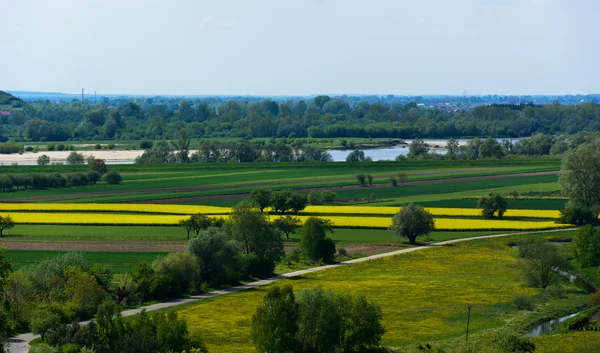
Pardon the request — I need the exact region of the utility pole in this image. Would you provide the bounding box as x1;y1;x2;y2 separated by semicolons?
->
466;305;472;342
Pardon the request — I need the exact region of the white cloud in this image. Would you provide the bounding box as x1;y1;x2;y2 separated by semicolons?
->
12;25;25;33
531;0;547;8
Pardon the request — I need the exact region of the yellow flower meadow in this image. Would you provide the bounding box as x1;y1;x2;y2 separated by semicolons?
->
303;206;561;219
0;203;230;215
6;212;189;225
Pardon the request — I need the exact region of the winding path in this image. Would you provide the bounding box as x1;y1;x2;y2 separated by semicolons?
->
7;227;576;353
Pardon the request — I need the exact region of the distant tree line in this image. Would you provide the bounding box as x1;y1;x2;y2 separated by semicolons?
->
1;93;599;142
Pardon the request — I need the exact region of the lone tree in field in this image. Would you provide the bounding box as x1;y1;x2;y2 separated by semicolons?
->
367;174;373;186
104;171;122;185
477;192;508;218
179;218;195;239
273;215;301;239
89;158;108;174
390;204;435;245
250;188;273;212
356;174;366;187
397;173;408;186
559;141;600;224
0;215;14;237
390;176;398;187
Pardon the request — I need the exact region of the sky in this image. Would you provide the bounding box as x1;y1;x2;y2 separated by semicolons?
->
1;0;599;96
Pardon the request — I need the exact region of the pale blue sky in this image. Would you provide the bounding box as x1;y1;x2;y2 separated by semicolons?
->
1;0;598;95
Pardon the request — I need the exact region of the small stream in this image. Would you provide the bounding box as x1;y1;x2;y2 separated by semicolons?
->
526;312;580;337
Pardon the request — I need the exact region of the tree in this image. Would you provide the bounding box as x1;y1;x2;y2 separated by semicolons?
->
179;218;194;239
346;150;366;162
518;239;565;289
104;171;122;185
366;174;373;186
390;204;435;245
573;225;600;267
397;173;408;186
446;138;459;159
390;176;398;187
559;141;600;212
89;158;108;174
250;188;273;212
289;193;308;214
477;192;508;218
37;154;50;165
87;170;101;184
356;174;366;187
30;307;61;340
273;215;301;239
153;252;201;295
63;266;107;317
226;202;284;276
270;190;293;214
3;271;34;327
299;217;335;262
407;138;429;158
187;227;241;286
251;285;299;353
172;130;191;163
66;151;85;165
0;215;14;237
189;214;215;236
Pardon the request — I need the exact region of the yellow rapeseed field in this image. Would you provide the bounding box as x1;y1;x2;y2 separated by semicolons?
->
6;212;189;225
303;205;561;219
0;203;230;215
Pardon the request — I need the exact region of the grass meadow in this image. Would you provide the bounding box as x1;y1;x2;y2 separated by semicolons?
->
172;234;588;352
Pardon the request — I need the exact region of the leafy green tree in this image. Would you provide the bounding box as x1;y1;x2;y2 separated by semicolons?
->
251;285;299;353
518;239;565;289
559;141;600;213
172;130;191;163
289;193;308;214
30;307;61;340
0;215;14;237
226;202;284;276
356;174;366;187
104;171;122;185
270;190;293;213
187;227;241;286
367;174;373;186
346;149;366;162
390;176;398;187
189;214;214;236
152;252;201;295
179;218;194;239
397;173;408;186
273;215;301;239
390;204;435;245
66;151;85;165
87;170;102;184
96;300;125;352
573;225;600;267
89;158;108;174
446;138;459;159
63;266;107;317
299;217;335;262
407;138;429;158
477;192;508;218
250;188;273;212
3;271;34;328
37;154;50;165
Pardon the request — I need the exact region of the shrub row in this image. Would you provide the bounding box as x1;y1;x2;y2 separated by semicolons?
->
0;171;121;191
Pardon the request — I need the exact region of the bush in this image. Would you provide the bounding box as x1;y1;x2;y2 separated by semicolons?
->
37;154;50;165
86;171;101;184
94;144;102;150
152;252;201;296
25;146;34;152
559;204;596;225
512;295;534;310
29;344;59;353
299;217;335;262
47;144;56;151
586;291;600;306
337;247;348;257
66;151;85;165
89;158;108;174
140;140;154;149
107;143;116;150
104;171;122;185
574;225;600;267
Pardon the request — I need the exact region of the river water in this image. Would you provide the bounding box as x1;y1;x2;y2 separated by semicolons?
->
326;138;524;162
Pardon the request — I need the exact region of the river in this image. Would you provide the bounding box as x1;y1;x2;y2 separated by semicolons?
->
326;138;524;162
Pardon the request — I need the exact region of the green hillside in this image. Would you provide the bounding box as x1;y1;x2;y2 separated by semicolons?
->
0;90;26;109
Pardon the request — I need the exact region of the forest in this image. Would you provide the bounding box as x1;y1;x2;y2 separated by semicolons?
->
1;91;600;142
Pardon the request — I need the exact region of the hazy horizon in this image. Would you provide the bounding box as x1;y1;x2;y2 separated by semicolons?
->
2;0;599;96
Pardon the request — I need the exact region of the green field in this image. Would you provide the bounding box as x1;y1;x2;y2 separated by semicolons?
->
4;250;166;274
170;233;591;353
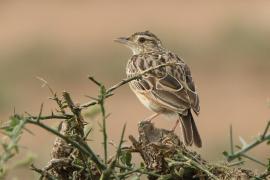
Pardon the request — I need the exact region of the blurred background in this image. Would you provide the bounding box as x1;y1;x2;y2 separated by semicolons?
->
0;1;270;179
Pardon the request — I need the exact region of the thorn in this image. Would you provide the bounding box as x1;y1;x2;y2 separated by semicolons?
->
36;76;48;88
88;76;102;86
239;136;248;147
230;124;234;155
37;103;44;123
13;107;16;116
84;95;99;101
23;127;35;135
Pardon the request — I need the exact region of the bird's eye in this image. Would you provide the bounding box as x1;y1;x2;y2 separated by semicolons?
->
138;37;146;43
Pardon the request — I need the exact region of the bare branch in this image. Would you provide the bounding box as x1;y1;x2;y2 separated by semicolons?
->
80;62;181;109
262;120;270;138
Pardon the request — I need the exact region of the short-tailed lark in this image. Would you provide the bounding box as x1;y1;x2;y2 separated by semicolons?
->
115;31;202;147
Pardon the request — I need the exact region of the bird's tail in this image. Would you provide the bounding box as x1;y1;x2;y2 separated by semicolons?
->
179;110;202;147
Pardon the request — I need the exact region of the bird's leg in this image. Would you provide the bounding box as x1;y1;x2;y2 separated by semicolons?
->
143;113;159;122
171;119;180;132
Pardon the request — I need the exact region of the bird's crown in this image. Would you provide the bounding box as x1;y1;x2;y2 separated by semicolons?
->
130;31;161;43
115;31;164;54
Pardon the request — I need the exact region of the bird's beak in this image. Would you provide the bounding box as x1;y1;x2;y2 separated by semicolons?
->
114;37;129;44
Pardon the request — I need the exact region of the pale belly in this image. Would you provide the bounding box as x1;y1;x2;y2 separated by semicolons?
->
133;89;173;114
129;86;179;122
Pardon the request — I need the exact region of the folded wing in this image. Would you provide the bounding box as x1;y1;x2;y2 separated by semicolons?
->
127;53;200;115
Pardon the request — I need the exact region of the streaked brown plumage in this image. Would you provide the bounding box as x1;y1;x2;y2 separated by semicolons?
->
115;31;202;147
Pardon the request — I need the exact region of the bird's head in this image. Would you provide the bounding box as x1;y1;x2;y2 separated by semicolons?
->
115;31;164;55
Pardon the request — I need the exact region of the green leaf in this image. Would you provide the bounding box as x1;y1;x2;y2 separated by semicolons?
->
130;175;140;180
140;162;145;168
222;151;229;157
4;116;21;134
120;151;132;167
174;167;184;177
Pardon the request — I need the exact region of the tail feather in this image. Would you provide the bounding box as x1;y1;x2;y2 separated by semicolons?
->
179;110;202;147
190;113;202;147
179;115;193;146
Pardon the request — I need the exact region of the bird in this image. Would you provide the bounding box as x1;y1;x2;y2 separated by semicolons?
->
115;31;202;147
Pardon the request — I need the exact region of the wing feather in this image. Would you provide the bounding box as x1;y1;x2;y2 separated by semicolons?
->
127;52;200;115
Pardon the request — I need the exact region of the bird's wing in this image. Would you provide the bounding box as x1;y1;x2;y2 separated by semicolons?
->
182;63;200;114
127;52;200;115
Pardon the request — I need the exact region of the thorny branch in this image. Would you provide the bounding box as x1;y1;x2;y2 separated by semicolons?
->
27;117;106;171
80;62;182;109
224;121;270;163
0;116;27;178
0;62;269;179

Exercise:
Reprint exactly the lines above that start at the one with "of the tree" and end at the one with "of the grass", keeping both and adding none.

Written response:
Pardon the request — I need the exact region of the tree in this image. Would you provide the bounding box as x1;y1;x2;y2 separated by semicolons?
->
179;218;194;239
346;150;366;162
518;239;565;289
104;171;122;185
366;174;373;186
390;204;435;245
573;225;600;267
397;173;408;186
446;138;459;159
390;176;398;187
559;141;600;212
89;158;108;174
250;188;273;212
289;193;308;214
477;192;508;218
37;154;50;165
87;170;101;184
356;174;366;187
30;307;61;340
273;215;301;239
153;252;201;295
63;266;107;317
226;202;284;276
270;190;293;214
3;271;34;327
299;217;335;262
407;138;429;158
187;227;241;286
251;285;299;353
172;130;191;163
66;151;85;165
0;215;14;237
189;214;215;236
Pardon the request — I need the exact region of the yellow rapeseed field in this image. Would you provide the bounding box as x1;y1;x2;y2 separated by semicolons?
->
6;212;189;225
303;205;561;219
0;203;230;215
Pardon the request — I need the exact region of the grass meadow in this image. Would you provide the bounding box as x1;y1;x2;y2 separated by semicolons?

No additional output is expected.